Can you copy out the rows below, from the first line through the line that contains "[64,0,105,284]", including the requests, and offset every bounding box coordinate by adding 119?

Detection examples
** start **

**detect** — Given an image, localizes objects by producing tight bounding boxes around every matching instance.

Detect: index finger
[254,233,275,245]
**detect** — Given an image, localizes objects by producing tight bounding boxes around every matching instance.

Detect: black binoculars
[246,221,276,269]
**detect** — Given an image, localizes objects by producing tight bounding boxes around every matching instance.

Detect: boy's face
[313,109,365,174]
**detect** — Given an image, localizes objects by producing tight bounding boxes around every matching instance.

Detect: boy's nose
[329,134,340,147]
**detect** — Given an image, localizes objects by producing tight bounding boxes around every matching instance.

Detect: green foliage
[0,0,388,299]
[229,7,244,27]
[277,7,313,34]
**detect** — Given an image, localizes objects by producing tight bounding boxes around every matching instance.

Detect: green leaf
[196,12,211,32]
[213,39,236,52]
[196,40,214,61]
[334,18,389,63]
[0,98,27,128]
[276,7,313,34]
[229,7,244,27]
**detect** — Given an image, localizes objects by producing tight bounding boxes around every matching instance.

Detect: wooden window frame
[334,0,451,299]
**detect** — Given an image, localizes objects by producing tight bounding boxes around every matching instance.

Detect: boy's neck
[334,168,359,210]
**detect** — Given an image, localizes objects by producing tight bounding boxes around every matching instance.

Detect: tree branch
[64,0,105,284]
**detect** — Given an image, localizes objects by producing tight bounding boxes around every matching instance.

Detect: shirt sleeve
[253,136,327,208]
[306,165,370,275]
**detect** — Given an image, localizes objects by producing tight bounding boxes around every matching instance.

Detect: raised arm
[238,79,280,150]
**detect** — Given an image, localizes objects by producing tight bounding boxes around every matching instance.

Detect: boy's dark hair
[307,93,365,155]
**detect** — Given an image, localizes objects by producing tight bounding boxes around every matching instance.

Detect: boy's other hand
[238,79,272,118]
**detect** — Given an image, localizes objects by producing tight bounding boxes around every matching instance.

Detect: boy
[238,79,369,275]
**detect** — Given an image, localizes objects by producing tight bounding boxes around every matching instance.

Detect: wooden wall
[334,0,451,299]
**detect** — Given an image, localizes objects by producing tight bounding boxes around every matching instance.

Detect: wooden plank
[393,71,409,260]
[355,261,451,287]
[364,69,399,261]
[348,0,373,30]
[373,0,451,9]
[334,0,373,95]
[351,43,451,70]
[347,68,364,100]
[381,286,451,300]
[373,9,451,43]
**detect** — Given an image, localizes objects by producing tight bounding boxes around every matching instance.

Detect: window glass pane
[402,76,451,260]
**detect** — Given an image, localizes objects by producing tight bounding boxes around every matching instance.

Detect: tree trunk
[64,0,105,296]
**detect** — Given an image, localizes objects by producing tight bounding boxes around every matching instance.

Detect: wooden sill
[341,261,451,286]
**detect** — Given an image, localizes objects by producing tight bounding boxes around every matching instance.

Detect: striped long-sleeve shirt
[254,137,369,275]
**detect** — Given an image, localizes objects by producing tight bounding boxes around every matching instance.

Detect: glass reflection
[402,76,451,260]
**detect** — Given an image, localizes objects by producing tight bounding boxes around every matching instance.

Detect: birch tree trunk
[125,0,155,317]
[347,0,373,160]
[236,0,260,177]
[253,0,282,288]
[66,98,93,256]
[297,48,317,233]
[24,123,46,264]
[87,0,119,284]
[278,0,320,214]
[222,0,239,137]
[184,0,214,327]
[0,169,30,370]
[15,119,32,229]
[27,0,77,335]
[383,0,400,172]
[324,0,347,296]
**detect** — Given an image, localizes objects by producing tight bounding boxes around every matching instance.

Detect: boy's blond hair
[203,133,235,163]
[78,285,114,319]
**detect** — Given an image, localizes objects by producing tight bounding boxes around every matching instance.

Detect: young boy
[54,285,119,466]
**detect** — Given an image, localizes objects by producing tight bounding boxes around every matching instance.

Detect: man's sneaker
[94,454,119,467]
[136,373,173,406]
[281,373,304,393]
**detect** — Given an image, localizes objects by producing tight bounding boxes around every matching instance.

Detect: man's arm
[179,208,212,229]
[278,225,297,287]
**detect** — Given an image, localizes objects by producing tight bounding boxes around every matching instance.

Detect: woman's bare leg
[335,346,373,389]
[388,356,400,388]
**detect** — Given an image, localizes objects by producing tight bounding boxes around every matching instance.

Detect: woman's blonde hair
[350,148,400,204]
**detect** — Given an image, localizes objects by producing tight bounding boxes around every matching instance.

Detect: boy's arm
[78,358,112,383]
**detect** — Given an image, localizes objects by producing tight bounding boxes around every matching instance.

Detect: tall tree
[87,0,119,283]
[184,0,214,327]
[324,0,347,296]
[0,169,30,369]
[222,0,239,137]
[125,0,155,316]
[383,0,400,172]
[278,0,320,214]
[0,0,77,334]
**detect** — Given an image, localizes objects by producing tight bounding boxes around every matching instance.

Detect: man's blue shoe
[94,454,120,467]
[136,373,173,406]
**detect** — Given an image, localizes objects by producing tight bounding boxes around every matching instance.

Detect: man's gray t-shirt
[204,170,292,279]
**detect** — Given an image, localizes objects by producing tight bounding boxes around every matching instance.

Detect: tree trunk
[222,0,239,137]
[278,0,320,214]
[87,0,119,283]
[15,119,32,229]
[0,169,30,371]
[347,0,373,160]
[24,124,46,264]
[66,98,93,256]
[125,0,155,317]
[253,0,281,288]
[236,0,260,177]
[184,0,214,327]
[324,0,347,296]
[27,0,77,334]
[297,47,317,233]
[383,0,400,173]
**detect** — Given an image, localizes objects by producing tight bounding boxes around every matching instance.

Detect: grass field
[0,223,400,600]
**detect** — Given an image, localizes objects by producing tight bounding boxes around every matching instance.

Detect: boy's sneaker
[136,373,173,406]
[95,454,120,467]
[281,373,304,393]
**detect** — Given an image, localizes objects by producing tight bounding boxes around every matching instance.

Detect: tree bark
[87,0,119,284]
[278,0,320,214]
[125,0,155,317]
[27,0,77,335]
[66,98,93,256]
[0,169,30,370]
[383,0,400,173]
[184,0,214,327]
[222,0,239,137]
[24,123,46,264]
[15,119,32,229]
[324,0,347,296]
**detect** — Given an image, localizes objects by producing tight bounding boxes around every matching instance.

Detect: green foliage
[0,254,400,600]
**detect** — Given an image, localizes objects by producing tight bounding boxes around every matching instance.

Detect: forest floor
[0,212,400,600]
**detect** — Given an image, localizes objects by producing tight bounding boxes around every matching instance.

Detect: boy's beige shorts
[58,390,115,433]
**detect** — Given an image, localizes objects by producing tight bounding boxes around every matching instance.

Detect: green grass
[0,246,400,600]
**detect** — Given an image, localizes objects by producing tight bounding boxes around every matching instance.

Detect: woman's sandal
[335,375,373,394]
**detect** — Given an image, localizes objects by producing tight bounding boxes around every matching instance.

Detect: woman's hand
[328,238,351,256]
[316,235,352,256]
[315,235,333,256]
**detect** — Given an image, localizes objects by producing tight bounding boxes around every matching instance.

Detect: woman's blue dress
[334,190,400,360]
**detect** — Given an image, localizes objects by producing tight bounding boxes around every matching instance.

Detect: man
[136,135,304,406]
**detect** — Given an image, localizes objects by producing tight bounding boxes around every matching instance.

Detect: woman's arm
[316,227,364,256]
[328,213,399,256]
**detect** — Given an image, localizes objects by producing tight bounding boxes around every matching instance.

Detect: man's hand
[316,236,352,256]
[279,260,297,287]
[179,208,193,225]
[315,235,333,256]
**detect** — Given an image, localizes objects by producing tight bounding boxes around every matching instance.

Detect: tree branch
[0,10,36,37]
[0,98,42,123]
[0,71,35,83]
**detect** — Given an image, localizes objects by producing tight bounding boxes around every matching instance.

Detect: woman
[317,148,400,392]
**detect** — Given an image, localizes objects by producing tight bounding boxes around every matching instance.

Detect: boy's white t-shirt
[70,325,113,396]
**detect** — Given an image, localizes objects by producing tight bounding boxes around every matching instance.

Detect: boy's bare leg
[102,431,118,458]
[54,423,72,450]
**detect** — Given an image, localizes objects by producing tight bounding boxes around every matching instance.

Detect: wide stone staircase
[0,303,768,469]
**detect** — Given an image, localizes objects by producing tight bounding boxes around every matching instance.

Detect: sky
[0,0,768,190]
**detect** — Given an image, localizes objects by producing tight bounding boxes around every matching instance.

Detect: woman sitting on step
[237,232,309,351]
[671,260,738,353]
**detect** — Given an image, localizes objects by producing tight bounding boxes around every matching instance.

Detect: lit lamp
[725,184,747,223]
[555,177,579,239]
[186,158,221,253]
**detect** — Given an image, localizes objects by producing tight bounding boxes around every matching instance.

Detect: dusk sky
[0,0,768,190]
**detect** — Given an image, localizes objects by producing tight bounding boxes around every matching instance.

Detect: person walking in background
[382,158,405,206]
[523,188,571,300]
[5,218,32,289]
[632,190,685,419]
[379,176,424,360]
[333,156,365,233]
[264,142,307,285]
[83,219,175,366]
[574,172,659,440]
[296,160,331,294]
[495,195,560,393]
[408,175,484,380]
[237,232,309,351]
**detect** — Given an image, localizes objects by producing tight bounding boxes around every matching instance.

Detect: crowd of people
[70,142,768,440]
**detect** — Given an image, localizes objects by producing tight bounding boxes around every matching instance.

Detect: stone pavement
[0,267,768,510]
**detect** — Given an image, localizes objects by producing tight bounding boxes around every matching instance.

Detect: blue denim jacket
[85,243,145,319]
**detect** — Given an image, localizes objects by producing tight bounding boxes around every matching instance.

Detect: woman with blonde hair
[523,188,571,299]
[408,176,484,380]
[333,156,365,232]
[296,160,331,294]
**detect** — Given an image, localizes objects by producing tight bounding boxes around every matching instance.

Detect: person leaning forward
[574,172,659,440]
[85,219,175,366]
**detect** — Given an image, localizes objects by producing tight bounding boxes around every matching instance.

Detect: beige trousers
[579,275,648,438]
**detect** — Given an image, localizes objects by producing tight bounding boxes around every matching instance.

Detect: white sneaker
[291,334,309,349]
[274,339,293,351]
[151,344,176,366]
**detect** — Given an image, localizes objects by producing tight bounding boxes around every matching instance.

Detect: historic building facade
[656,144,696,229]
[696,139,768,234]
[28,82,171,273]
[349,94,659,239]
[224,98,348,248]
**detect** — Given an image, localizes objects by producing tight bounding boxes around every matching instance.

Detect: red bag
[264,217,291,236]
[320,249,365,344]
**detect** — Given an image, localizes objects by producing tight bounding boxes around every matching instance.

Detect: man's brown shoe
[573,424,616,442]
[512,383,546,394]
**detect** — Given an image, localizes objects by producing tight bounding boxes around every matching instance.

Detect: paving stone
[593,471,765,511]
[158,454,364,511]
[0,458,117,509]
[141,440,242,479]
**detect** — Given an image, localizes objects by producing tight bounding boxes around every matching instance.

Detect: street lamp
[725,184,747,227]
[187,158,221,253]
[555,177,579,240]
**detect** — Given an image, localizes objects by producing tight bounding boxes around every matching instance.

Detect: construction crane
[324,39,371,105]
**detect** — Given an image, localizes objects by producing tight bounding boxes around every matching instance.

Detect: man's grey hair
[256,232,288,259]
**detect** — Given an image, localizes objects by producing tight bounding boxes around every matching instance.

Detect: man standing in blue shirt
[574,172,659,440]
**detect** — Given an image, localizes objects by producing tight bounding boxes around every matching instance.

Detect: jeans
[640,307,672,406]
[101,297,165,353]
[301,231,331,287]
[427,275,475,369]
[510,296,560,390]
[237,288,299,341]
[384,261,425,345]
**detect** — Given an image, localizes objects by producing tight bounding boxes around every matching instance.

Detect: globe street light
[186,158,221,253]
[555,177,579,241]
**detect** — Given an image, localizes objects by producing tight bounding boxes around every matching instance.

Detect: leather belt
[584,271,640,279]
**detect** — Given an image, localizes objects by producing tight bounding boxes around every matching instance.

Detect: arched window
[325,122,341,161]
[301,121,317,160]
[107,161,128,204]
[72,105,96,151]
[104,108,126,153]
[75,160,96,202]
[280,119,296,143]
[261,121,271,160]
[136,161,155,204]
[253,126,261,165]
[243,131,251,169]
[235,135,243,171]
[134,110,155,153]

** end **

Output:
**detect** — Given an image, localizes objects by producing tight bounding boxes around every matching instance.

Detect: index finger
[373,352,394,364]
**detect** — Given an image, localizes objects by producing tight bounding boxes around every matching instance.

Detect: black binoculars
[365,340,395,388]
**detect** — Given an image, localizes objects by producing tight bounding boxes around every matching instance.

Detect: boy's face
[432,228,484,293]
**detect** — Given an image, localizes objects by producing tight bounding boxes around every matching instance.

Detect: boy's nose
[448,253,459,266]
**detect** — Given an image, localizes objects by producing tight bounding boxes around every matching instance.

Detect: green foliage
[119,119,507,418]
[348,126,363,146]
[396,126,432,153]
**detect** — Given an image, localizes objects by producing tight bounding boxes around every matching instance.

Detect: green leaf
[315,131,330,151]
[332,158,355,171]
[315,159,333,180]
[453,137,508,182]
[119,217,146,247]
[395,126,432,153]
[348,126,363,146]
**detect** — Given an image, localizes objects by producing tight bounding boxes around every matching instance.

Detect: wooden window frame
[453,119,570,418]
**detect** — Given an image, localizes objects by producing tight bounding boxes around every matching instance.

Detect: boy's neck
[453,287,478,329]
**detect** — Given an image, localizes objects by producing tight bounding boxes around every matching instance.

Detect: tree branch
[183,119,224,403]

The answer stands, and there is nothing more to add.